● EXCERPT PROVIDED

Convolutions with mini-batches of heterogeneous graph

mufeili · October 3, 2020, 11:57am

You can safely replace self.rgcn.forward(blocks, h) by self.rgcn(blocks, h). This is because self.rgcn inherits torch.nn.Module, which invokes forward(self, ...) in __call__(self, ...).

I have defined the self.predictor as an instance of the ScorePredictor , but I’ve got the feeling that this is not going to work for heterographs (with multiply node types). Do I have to iterate through the node types here?

For a heterogeneous graph with multiple node types, you can check whether x is a dictionary mapping node types to the corresponding features. If so, this should work. For link prediction, ScorePredictor iterates over all canonical edge types and implicitly iterates over the associated node types. Meanwhile, it’s possible that you don’t want to perform link prediction for all edge types but only for a subset of edge types.

● MATERIAL SUPPLIED
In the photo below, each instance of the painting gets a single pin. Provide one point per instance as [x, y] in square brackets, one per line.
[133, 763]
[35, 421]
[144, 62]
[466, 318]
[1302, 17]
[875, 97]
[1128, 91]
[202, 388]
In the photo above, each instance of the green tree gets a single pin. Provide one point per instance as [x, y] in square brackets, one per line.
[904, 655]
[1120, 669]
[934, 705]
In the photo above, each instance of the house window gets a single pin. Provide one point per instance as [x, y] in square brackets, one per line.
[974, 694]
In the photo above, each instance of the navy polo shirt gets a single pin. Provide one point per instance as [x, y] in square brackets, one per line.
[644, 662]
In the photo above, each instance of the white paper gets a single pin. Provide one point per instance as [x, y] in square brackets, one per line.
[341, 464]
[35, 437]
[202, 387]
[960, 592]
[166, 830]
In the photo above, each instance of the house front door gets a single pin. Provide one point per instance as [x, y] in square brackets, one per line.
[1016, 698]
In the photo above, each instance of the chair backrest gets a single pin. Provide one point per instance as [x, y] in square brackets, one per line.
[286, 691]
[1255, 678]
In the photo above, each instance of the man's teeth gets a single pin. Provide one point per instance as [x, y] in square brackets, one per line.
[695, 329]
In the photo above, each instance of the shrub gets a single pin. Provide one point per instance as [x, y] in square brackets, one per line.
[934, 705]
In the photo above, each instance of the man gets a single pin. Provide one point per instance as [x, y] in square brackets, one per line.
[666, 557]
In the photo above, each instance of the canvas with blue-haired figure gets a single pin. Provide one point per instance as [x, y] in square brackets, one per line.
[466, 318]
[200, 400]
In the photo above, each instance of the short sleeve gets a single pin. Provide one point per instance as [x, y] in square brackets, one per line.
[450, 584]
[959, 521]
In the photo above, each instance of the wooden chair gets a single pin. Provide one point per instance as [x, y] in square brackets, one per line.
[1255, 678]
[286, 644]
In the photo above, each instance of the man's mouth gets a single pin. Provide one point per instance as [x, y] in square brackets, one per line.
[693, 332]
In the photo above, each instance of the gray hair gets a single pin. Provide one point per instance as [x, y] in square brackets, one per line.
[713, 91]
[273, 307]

* * *

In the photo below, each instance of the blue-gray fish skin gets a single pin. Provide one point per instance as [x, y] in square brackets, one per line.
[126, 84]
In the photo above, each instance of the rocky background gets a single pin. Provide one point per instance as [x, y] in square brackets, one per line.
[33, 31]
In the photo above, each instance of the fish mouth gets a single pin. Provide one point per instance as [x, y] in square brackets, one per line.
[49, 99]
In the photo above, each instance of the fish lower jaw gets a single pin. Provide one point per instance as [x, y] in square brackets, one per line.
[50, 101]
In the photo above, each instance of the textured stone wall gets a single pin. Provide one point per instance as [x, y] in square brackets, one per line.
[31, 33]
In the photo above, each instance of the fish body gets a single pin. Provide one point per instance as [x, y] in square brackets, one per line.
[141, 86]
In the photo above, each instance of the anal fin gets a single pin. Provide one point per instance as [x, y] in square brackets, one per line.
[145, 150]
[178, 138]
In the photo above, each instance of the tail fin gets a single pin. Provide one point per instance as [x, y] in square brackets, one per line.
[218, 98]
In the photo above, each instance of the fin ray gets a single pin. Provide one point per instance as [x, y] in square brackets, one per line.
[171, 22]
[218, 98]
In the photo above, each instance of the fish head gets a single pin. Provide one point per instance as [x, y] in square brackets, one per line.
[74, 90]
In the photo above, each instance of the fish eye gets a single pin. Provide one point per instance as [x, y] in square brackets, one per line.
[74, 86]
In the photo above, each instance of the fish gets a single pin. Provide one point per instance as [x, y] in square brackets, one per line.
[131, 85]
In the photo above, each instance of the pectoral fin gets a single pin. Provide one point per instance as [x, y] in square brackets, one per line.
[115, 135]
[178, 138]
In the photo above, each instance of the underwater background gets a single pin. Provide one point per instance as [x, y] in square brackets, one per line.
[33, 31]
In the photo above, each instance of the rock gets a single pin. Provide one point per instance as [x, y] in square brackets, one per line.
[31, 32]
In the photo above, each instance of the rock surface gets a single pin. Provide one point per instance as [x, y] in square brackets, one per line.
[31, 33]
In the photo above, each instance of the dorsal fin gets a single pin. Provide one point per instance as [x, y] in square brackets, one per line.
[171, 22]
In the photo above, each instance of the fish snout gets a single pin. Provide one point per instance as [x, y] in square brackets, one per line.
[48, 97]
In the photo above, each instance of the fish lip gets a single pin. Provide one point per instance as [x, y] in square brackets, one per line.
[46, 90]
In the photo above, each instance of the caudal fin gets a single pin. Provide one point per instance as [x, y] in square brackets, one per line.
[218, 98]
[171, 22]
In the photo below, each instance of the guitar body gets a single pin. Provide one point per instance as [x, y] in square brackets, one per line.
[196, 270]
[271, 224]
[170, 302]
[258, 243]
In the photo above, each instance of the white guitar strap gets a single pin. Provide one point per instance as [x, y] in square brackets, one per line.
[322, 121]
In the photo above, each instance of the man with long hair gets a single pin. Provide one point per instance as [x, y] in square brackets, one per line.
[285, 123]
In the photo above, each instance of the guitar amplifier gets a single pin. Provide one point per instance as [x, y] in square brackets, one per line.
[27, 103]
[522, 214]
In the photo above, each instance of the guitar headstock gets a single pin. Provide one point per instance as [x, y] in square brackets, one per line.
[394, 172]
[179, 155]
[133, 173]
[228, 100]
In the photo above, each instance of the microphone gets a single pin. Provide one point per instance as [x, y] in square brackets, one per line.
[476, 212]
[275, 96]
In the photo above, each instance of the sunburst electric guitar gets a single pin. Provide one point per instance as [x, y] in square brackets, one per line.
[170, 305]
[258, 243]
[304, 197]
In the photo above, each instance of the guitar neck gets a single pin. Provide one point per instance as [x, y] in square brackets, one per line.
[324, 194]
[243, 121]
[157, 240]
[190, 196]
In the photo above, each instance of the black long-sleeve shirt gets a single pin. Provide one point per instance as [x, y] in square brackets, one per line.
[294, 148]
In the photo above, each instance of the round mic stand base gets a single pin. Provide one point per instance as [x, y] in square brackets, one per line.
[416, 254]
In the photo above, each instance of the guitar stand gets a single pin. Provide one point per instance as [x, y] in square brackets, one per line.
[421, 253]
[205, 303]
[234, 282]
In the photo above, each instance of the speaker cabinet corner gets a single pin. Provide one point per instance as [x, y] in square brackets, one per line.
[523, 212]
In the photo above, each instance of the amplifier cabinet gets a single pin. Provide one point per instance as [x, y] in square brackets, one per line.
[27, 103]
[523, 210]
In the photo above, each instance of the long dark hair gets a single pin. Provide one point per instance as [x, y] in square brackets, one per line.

● PROBLEMS
A) List every line of the records that contains the string "gray", treating uppercase and lowercase as different.
B) Continue the forum thread on convolutions with mini-batches of heterogeneous graphs, starting right after its final sentence.

● EXPECTED RESPONSES
A)
In the photo above, each instance of the gray hair gets a single pin. Provide one point per instance as [x, y] in square brackets, one per line.
In the photo below, each instance of the blue-gray fish skin gets a single pin. Provide one point per instance as [x, y] in square brackets, one per line.

B)
And to what does the x refer to in edge_subgraph.ndata['x'] ? Does it have to be changed to h_dst which is used in the CustomHeteroGraphConv ?

For link prediction, you need to consider the updated representations of both source nodes and destination nodes, hence x is the updated feature for all nodes from the GNN.

Should the forward() function of the BaseRGCN then additionally take h as an input and not construct it in the function? (I commented out the lines that were used before):

It really depends on how you want to perform modeling, i.e. whether you want to pre-process it before invoking message passing.

sopkri · October 5, 2020, 7:50am

@mufeili Thank you for your response!

h is defined as follows, meaning a dictionary mapping n ode types to features, as you said.

h = {
            ntype: blocks[0].srcdata[ntype]
            for ntype in blocks.ntypes
        }

Why is it that only the srcdata and not the dstdata is used here?

Could you explain to me why there is this distinction between source nodes and destination nodes for mini-batching? In the 6.5 Tutorial h_src is defined as all of the node features, and h_dst is defined as only a part of the node features, meaning they are overlapping. Could you explain why?

h_src = h
h_dst = h[:block.number_of_dst_nodes()]

mufeili · October 6, 2020, 2:58am

Why is it that only the srcdata and not the dstdata is used here?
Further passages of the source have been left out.